[Start PROVIDED ENTRIES]
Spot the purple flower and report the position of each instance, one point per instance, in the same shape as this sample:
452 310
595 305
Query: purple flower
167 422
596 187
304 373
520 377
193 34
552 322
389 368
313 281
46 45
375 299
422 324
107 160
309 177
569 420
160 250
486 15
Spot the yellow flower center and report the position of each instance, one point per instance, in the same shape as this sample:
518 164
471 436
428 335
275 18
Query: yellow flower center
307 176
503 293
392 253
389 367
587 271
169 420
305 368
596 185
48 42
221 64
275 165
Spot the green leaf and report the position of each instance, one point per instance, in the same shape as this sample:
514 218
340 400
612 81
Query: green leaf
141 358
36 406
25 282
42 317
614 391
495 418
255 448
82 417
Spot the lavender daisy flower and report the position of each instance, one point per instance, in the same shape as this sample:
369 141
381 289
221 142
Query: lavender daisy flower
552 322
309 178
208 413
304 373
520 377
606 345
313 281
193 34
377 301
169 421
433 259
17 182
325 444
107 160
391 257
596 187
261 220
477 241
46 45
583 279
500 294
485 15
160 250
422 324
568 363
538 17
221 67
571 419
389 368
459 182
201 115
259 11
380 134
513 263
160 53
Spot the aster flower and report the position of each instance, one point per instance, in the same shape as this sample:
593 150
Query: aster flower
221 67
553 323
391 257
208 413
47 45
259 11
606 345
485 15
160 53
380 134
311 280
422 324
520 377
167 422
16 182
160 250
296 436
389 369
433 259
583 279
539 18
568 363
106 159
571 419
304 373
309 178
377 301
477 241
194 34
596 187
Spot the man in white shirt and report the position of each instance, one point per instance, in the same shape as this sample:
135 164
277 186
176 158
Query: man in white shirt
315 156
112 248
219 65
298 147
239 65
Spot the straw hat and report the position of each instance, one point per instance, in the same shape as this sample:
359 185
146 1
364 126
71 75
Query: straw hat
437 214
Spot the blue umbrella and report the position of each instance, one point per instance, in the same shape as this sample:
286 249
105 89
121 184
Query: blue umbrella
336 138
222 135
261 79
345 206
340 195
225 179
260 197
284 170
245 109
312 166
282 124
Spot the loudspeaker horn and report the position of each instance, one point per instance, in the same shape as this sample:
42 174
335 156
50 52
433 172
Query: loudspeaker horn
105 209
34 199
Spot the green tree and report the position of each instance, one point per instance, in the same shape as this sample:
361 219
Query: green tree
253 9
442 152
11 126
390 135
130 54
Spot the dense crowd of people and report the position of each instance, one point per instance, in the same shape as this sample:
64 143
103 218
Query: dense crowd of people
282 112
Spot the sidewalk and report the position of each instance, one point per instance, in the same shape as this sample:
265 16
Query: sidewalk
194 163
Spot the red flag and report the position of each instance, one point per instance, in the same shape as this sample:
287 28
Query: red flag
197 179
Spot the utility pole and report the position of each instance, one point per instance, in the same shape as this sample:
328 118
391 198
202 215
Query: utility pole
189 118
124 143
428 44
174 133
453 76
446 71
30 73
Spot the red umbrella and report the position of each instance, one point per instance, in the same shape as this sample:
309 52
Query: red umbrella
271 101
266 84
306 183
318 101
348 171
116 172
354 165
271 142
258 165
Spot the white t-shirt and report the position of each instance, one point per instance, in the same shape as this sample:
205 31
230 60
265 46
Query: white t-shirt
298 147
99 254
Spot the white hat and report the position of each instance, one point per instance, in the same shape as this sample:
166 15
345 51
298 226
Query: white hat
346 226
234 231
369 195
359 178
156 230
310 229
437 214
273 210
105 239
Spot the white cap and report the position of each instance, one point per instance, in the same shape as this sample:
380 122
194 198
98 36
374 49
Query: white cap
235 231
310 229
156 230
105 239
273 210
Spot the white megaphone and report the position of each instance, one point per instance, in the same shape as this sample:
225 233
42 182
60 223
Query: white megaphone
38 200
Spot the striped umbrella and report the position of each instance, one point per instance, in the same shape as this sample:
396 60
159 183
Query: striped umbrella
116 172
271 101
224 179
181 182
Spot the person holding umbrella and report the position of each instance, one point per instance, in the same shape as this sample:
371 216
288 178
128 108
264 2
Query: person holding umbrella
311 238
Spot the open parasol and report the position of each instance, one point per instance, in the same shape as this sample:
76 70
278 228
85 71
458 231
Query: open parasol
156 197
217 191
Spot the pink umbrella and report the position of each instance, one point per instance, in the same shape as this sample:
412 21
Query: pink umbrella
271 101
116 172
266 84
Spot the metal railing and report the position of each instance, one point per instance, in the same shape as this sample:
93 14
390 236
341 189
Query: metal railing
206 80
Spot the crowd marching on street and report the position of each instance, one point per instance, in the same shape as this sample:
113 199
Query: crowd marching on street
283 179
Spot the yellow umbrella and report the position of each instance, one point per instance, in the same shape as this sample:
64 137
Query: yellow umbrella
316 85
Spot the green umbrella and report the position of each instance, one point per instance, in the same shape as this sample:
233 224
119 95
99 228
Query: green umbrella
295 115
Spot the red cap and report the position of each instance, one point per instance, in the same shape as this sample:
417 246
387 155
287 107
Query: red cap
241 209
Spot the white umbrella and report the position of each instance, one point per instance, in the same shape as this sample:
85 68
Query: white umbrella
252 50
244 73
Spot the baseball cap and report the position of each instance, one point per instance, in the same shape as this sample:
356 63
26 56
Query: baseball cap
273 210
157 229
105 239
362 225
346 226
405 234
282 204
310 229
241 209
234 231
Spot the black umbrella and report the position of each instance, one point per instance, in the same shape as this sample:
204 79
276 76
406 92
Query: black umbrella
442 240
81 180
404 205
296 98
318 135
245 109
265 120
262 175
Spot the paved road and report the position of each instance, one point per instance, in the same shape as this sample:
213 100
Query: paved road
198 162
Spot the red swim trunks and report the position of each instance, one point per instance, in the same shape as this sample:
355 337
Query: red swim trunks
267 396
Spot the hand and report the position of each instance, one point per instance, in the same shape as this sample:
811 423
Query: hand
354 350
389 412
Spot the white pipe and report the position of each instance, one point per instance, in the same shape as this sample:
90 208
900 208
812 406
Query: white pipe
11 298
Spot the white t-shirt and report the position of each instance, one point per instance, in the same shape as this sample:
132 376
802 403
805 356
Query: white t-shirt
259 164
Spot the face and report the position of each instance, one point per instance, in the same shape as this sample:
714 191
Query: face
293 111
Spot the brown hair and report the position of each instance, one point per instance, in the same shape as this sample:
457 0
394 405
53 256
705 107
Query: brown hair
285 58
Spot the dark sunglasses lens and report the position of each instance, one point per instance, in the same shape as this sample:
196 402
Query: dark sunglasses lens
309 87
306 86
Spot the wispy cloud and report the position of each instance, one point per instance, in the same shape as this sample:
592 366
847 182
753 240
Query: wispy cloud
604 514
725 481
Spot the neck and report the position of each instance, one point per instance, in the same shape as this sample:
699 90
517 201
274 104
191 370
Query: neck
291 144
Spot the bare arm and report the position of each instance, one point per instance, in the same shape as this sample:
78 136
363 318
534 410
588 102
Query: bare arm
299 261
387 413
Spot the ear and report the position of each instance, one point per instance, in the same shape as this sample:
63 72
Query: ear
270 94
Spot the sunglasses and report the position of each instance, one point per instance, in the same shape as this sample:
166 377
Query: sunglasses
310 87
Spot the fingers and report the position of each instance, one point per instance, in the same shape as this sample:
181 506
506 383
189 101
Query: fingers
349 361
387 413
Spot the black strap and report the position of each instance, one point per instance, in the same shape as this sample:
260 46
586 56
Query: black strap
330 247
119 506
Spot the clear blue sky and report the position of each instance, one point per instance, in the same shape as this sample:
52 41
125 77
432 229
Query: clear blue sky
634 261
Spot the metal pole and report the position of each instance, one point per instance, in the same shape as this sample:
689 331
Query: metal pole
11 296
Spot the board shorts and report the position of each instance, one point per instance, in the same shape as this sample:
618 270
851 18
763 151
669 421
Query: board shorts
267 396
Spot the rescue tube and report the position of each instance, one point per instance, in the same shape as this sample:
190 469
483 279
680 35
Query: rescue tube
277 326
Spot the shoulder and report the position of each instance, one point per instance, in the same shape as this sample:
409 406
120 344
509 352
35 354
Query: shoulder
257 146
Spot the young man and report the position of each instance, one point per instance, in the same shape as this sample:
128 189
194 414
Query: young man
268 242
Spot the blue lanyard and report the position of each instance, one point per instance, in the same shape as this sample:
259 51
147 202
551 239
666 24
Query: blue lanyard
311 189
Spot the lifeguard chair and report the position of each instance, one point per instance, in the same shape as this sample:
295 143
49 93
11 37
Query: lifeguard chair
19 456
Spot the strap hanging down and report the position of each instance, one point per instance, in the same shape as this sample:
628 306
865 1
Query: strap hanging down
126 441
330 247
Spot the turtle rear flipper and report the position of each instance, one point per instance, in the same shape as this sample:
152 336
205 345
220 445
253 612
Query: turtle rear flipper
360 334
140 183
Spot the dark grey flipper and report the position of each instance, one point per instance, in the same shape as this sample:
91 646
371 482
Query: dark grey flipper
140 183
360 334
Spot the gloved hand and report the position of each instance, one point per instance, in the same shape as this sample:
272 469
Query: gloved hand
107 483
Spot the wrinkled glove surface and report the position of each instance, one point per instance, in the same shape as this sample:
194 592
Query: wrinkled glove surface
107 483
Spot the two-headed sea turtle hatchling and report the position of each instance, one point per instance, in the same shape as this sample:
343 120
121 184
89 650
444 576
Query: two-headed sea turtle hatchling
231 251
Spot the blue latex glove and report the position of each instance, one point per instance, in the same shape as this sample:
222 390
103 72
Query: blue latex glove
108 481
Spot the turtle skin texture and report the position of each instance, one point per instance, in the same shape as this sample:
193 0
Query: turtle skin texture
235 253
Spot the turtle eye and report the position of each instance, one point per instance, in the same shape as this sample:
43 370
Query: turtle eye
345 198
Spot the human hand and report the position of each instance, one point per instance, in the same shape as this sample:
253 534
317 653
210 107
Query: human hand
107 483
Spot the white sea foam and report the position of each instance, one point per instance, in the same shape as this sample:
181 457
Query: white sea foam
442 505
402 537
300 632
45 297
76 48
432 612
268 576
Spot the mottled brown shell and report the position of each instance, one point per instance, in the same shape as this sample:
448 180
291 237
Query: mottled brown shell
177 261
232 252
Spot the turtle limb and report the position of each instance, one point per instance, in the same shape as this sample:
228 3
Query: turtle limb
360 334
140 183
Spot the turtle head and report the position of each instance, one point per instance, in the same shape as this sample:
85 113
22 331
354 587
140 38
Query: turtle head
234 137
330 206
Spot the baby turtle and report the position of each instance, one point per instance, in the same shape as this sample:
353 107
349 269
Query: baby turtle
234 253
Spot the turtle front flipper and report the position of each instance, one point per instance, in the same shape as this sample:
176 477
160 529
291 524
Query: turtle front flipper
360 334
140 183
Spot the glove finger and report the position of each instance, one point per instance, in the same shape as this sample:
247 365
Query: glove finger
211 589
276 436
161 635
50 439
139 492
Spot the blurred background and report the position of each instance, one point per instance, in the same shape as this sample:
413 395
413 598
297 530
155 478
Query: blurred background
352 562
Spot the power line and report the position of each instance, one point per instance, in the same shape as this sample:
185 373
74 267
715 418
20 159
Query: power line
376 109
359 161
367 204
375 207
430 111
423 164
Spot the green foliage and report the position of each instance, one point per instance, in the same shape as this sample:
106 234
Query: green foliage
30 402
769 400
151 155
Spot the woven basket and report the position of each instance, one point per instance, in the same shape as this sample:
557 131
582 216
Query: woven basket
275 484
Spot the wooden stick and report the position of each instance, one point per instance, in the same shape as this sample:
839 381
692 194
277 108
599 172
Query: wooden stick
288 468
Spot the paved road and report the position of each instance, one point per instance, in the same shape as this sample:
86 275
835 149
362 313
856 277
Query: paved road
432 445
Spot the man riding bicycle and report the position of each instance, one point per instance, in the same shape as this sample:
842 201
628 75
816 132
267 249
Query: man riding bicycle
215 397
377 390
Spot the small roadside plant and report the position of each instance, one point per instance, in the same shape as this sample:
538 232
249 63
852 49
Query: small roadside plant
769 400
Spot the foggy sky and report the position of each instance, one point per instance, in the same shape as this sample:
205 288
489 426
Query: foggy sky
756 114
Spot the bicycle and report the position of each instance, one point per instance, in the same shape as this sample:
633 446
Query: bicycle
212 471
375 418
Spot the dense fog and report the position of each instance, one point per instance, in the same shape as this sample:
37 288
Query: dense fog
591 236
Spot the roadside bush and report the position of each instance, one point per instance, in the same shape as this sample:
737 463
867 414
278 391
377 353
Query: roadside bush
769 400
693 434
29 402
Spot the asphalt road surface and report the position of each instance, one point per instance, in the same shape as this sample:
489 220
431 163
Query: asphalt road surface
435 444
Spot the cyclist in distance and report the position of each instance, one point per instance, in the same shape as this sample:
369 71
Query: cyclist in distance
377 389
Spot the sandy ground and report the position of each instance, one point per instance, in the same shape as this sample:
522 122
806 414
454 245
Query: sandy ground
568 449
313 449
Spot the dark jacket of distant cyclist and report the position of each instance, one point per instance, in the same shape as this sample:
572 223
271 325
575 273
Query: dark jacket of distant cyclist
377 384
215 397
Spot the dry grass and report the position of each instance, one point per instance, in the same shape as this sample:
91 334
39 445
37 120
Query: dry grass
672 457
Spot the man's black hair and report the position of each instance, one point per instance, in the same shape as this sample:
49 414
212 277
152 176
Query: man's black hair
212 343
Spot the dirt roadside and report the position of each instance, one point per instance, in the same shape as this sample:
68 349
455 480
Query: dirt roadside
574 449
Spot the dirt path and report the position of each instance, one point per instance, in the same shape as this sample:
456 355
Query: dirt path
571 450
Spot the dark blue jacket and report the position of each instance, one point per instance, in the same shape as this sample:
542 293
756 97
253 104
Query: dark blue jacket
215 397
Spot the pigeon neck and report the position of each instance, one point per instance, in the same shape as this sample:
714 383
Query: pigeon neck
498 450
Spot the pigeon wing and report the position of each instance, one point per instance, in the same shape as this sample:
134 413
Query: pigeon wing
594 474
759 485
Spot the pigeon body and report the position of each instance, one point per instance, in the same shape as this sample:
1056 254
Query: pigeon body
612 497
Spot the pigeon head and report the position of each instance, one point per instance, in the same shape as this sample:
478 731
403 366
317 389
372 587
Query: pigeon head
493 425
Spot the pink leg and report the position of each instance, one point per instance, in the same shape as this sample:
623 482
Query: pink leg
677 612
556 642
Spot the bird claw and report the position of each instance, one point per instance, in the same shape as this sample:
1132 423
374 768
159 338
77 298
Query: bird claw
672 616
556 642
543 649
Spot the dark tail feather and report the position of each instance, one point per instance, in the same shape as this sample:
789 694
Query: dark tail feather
[End PROVIDED ENTRIES]
◆ **TASK REQUIREMENTS**
Each line from the one containing "Spot the pigeon head" to the end of the listing above should be copied exactly, and nothing else.

◆ **SOLUTION TO THE EXERCISE**
Spot the pigeon head and report the position of each instance, one point per instance, in the same shape as this sample:
478 731
403 366
317 389
372 587
Query: pigeon head
493 425
Spot the pink leg and report the position of each instance, one point per instance, in the same shape as this sample:
623 482
Query: pink leg
677 612
556 642
Spot the bird claw and report the position of each instance, one point per instance, in the same shape as this sample:
1132 423
374 768
159 338
77 298
Query: bird claw
672 616
556 642
543 649
Spot the dark tail feather and report the position of each instance, one point per instance, in the same shape as this sample:
789 694
Query: dark tail feather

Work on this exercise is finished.